■ What is asked ■
Working from the line that contains "Point out the person wearing" down to the last line below, repeat each line exactly.

Items from a data source:
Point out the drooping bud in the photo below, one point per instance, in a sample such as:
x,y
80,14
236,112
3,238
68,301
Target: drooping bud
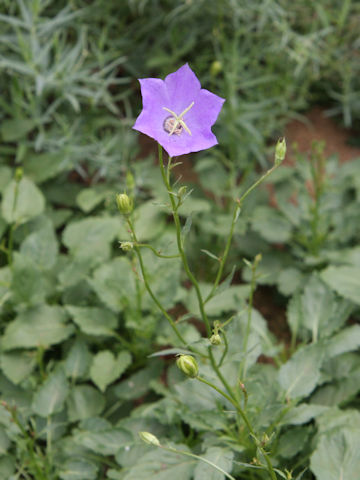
x,y
126,246
188,365
149,438
215,339
280,151
124,203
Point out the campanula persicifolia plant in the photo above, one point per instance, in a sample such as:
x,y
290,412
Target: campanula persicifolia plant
x,y
179,114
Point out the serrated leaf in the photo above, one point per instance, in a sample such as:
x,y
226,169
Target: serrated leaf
x,y
344,280
51,396
106,368
94,320
84,402
40,326
17,365
300,375
78,360
29,202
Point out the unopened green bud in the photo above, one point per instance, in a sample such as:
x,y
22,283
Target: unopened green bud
x,y
19,172
149,438
124,203
280,151
215,339
188,365
215,68
126,246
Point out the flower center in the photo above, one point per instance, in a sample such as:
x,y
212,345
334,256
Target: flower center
x,y
175,123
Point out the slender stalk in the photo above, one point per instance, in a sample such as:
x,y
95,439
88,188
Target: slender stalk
x,y
247,423
147,285
192,455
180,242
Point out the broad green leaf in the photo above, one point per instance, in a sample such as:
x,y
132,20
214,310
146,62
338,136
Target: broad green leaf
x,y
90,239
162,465
40,326
138,384
41,247
106,368
94,320
22,201
344,280
78,469
271,225
104,442
84,402
300,375
29,285
51,396
78,360
114,283
336,456
17,365
16,128
222,457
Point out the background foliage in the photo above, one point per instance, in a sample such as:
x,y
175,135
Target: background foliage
x,y
77,325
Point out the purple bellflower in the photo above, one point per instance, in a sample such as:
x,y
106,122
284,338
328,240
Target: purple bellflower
x,y
178,113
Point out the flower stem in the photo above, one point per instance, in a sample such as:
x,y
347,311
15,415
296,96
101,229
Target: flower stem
x,y
247,423
147,285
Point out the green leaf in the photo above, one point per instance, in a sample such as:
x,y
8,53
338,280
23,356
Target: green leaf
x,y
222,457
344,280
94,320
41,247
336,456
104,442
51,396
138,384
162,465
78,360
105,368
78,469
300,375
17,365
16,128
40,326
5,177
90,239
114,283
84,402
22,201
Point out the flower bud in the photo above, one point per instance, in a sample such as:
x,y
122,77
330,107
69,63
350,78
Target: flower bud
x,y
126,246
280,151
149,438
215,339
188,365
124,203
215,68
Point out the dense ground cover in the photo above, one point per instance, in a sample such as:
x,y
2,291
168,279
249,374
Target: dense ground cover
x,y
88,358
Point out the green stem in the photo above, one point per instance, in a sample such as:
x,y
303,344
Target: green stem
x,y
192,455
180,243
148,288
247,423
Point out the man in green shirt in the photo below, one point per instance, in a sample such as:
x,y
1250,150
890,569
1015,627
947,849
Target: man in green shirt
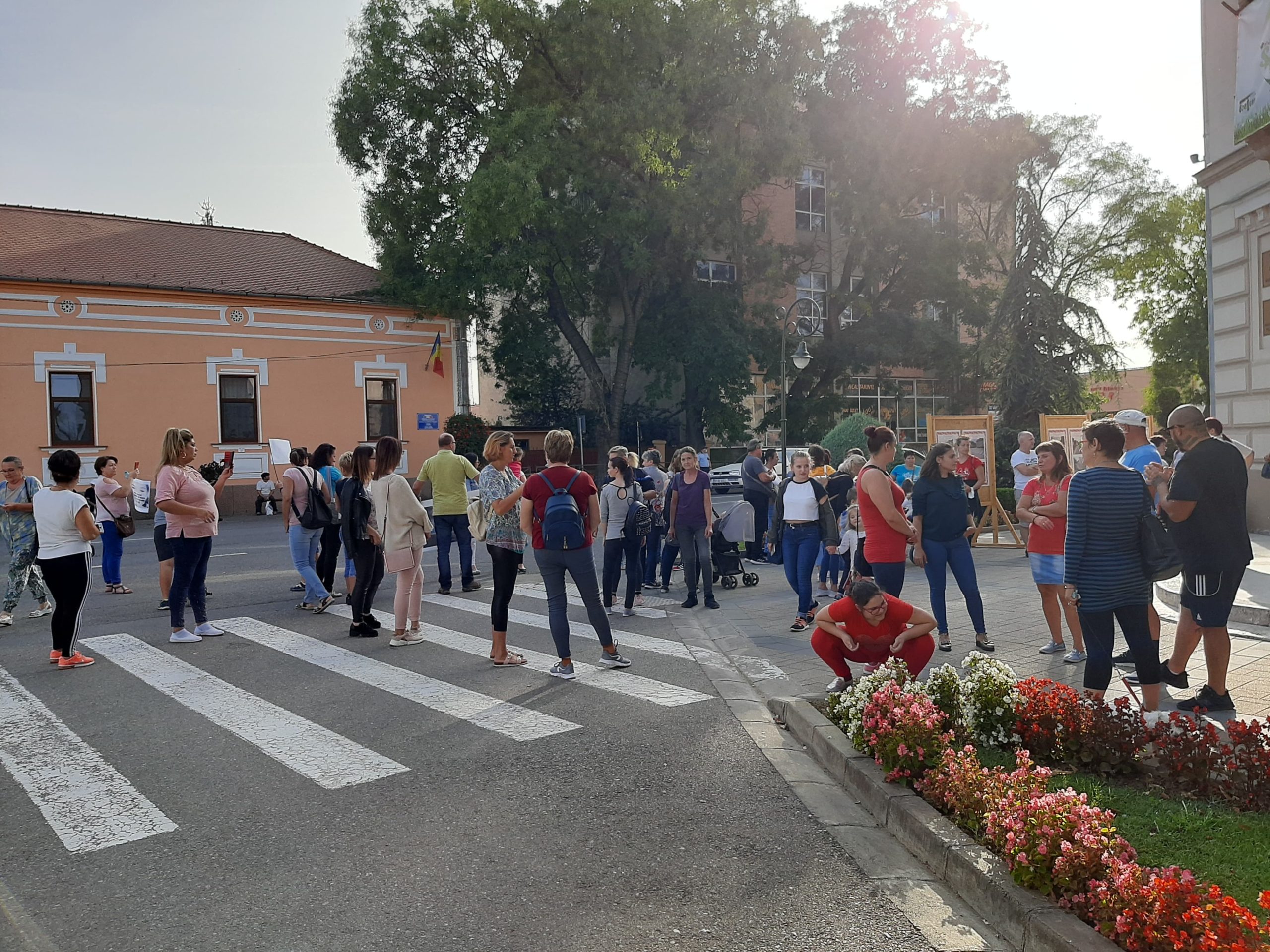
x,y
448,474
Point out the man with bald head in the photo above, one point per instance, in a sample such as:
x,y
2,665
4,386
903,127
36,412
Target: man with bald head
x,y
1205,500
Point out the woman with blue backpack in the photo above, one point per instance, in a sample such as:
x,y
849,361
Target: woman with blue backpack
x,y
559,509
623,516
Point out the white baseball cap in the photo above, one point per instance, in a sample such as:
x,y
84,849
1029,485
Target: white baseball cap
x,y
1131,418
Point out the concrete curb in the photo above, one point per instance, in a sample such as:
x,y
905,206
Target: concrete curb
x,y
978,878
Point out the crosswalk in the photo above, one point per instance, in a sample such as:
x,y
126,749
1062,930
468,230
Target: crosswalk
x,y
92,805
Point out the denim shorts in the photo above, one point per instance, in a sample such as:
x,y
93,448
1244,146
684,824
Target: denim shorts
x,y
1047,570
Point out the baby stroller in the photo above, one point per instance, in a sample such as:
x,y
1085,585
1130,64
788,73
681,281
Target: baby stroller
x,y
733,527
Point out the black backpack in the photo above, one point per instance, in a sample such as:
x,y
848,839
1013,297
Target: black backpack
x,y
317,515
639,517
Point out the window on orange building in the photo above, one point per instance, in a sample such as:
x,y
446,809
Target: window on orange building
x,y
810,200
381,408
70,411
239,411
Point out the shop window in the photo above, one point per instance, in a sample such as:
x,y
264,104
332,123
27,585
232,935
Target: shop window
x,y
239,409
381,408
70,409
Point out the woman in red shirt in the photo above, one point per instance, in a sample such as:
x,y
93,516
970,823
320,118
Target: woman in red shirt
x,y
870,627
882,511
1044,508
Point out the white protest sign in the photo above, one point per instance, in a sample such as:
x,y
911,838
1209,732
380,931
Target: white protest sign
x,y
280,452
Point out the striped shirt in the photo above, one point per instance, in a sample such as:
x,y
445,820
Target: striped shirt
x,y
1104,506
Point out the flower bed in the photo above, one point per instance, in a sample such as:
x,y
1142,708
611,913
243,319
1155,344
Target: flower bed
x,y
1056,841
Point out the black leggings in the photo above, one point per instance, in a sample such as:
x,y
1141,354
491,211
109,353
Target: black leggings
x,y
1100,639
369,563
328,559
66,579
616,550
506,569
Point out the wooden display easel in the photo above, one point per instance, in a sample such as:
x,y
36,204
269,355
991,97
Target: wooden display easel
x,y
938,429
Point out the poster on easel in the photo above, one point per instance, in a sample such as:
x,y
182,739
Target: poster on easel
x,y
1067,429
980,431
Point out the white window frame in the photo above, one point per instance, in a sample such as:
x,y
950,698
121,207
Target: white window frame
x,y
806,219
259,419
368,402
727,268
49,403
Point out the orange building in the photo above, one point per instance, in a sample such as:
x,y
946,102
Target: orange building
x,y
114,329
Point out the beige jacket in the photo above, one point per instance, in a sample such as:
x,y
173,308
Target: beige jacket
x,y
397,515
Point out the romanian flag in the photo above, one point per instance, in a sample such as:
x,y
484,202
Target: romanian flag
x,y
435,357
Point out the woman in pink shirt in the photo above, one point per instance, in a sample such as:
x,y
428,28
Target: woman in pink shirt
x,y
190,503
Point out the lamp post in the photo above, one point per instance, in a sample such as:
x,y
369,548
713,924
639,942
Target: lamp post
x,y
802,357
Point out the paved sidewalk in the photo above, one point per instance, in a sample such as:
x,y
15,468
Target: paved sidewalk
x,y
1015,624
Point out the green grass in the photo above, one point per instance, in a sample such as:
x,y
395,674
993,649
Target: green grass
x,y
1212,841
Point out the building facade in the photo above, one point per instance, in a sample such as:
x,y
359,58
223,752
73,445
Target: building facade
x,y
115,329
1236,180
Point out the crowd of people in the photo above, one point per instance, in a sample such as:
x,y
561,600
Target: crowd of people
x,y
841,531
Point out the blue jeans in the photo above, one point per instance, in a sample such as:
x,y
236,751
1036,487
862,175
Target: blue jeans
x,y
304,556
112,552
799,546
189,578
454,527
579,563
956,556
653,556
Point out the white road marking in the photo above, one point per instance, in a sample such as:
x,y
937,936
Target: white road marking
x,y
88,803
758,668
502,716
616,681
295,742
539,592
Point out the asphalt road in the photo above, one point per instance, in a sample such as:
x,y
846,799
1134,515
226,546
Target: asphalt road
x,y
378,822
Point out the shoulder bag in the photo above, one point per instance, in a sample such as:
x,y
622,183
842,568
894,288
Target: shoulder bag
x,y
1160,556
124,524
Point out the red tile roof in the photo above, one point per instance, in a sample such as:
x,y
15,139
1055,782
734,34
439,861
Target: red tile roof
x,y
49,244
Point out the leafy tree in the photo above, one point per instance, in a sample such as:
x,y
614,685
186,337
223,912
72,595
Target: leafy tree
x,y
579,155
1075,206
1164,271
847,434
469,432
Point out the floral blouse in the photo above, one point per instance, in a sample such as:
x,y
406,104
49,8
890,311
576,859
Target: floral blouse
x,y
505,531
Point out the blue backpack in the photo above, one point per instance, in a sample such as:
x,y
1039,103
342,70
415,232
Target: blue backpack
x,y
563,527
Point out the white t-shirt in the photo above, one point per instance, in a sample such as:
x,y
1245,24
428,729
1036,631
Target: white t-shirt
x,y
801,502
55,521
1023,459
103,488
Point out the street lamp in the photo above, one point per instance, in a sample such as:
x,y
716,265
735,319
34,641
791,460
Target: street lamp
x,y
802,356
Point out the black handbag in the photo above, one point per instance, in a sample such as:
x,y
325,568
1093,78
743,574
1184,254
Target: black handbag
x,y
1160,556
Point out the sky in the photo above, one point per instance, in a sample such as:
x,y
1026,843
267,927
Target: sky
x,y
148,108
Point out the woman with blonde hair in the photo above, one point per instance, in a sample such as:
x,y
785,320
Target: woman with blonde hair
x,y
501,494
190,506
404,526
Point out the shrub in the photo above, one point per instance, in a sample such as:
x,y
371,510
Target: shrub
x,y
944,686
905,731
1150,910
1057,842
988,699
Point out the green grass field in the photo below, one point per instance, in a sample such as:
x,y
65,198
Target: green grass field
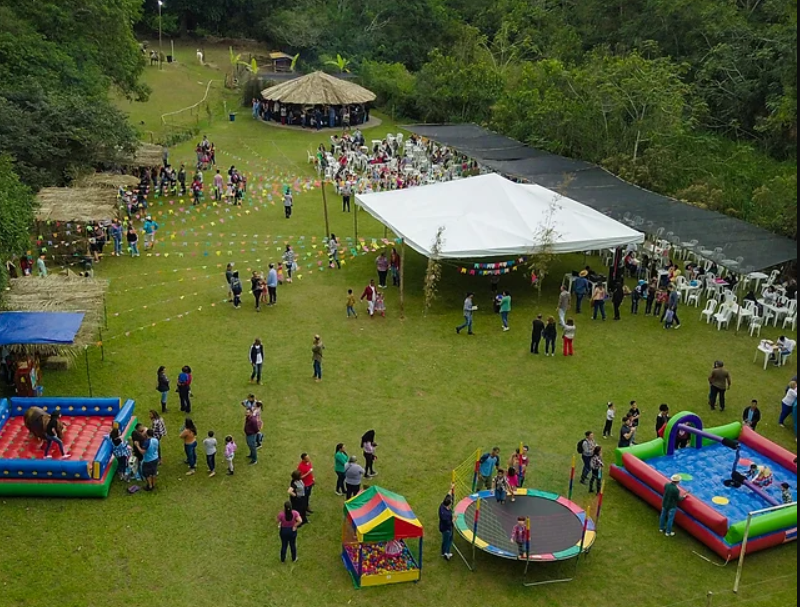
x,y
432,396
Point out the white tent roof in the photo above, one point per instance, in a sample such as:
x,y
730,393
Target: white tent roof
x,y
490,216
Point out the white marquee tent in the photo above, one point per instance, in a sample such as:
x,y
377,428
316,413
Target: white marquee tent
x,y
490,216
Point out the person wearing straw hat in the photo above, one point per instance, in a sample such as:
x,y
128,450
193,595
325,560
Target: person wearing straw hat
x,y
669,505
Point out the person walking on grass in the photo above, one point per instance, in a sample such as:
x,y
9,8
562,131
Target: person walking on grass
x,y
569,337
788,403
469,309
370,294
596,465
317,348
536,334
306,469
162,386
505,309
550,334
586,449
446,527
599,296
251,435
353,475
297,495
719,383
210,447
564,303
189,436
289,521
669,505
256,360
340,459
230,453
368,446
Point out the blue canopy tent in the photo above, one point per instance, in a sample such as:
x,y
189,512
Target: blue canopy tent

■ Task response ■
Point out the person wearing straw hat in the photo above, one point per instance, in a sample such as:
x,y
128,450
193,595
325,560
Target: person wearing straw hat
x,y
669,505
Point out the person walking on grass in the photo above, one point per instance, in a sample such as:
x,y
9,8
562,131
Target: person walking on grass
x,y
569,337
788,403
469,309
370,294
596,465
317,348
536,334
306,469
162,386
505,309
550,334
586,449
446,527
599,296
251,435
353,475
297,495
719,383
210,447
564,303
189,436
289,521
669,505
256,360
340,459
230,453
368,446
Point out the blue canopy tent in the photo above, one point per instance, in a sample such as:
x,y
189,512
Target: blue canopy tent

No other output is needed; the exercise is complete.